About this exercise:
From the records below, copy out each line that has the word "boarding".

# # # #

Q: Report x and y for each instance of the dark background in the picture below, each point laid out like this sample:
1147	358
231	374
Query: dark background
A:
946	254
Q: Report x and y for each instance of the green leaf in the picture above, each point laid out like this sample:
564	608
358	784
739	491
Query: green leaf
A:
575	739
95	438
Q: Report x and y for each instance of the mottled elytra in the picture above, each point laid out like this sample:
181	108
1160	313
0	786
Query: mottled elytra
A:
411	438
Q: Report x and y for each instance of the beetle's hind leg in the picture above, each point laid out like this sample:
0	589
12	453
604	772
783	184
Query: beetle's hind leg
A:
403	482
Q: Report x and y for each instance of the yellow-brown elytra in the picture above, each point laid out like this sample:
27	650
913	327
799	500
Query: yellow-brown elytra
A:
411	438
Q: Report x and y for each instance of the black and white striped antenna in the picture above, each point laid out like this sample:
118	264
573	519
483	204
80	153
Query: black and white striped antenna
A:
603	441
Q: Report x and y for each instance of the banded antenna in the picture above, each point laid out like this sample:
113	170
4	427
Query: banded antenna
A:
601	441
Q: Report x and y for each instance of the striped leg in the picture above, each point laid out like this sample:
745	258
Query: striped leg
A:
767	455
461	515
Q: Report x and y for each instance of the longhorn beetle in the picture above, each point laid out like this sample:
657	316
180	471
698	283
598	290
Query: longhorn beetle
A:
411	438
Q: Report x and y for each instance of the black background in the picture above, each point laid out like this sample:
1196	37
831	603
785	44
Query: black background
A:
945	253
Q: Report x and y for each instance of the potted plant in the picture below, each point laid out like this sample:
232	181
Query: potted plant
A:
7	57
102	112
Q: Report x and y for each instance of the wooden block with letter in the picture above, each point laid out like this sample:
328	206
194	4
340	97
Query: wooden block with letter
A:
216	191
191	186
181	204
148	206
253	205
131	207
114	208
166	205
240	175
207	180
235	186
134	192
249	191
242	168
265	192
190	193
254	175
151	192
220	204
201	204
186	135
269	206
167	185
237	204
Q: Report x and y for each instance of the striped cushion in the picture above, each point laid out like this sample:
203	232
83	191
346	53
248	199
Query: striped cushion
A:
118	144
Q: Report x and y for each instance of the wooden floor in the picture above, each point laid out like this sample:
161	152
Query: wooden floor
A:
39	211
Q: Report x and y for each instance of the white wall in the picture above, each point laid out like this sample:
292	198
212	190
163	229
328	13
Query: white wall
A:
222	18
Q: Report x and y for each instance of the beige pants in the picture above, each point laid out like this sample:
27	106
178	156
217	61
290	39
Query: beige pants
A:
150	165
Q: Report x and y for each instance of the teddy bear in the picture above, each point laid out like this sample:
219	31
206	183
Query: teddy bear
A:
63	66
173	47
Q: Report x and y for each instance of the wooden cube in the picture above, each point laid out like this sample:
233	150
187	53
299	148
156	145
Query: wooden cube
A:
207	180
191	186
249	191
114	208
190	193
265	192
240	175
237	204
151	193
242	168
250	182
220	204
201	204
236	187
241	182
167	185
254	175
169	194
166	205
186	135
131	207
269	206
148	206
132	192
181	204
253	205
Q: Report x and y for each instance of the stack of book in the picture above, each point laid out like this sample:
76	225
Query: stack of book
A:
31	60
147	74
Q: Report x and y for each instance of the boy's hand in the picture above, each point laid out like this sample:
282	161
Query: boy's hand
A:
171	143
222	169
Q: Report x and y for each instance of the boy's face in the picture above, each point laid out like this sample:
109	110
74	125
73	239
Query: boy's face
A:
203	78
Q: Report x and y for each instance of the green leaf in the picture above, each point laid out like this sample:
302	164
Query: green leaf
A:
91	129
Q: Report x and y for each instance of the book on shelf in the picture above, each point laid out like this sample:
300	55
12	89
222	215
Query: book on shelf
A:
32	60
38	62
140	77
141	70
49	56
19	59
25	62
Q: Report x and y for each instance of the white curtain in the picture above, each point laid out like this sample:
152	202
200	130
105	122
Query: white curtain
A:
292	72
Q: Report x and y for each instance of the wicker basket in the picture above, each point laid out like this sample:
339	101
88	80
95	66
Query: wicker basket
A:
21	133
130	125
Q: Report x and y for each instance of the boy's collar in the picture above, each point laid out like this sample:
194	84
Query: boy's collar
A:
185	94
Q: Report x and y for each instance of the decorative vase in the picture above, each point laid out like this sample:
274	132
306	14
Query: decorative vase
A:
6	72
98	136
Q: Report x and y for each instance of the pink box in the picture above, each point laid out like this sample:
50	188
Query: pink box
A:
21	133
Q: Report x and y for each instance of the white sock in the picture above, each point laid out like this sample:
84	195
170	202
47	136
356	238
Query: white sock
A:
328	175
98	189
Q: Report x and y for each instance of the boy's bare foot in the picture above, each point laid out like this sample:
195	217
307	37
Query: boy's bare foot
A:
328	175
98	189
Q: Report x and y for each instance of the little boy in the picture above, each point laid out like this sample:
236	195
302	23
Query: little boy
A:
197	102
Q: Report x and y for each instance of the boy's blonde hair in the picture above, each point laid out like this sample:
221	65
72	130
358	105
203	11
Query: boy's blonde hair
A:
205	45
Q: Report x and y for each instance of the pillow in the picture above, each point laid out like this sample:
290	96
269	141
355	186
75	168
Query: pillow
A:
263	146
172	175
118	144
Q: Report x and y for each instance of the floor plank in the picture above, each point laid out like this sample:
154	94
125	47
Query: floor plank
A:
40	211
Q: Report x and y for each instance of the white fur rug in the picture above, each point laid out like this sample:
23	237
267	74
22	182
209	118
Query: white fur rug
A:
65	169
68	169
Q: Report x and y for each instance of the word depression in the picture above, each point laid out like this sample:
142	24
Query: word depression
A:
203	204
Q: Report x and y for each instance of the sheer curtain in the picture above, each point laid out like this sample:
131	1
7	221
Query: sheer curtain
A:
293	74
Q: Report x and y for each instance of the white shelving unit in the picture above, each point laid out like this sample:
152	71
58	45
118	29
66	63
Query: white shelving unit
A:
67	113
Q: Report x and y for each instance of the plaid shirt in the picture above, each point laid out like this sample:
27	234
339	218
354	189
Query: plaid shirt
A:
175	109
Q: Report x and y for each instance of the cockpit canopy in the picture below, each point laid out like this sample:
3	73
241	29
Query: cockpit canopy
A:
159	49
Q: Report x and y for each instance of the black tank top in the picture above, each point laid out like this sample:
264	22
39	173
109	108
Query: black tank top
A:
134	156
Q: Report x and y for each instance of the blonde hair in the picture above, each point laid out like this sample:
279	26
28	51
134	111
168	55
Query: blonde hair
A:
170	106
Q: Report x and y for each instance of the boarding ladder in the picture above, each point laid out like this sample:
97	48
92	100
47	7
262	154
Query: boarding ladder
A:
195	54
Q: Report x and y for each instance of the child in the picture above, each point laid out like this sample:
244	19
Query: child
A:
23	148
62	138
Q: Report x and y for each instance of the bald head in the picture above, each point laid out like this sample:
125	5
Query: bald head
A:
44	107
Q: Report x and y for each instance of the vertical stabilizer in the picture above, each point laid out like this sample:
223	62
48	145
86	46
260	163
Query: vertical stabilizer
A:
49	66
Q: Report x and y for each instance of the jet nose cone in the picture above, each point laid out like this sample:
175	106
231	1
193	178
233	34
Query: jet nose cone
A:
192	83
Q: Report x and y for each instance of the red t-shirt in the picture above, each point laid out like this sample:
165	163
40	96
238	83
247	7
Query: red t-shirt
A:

# # # #

Result of this task:
Q: Report x and y for each instance of the boarding ladder in the picture above, each point laid out like this sample:
Query: boarding ladder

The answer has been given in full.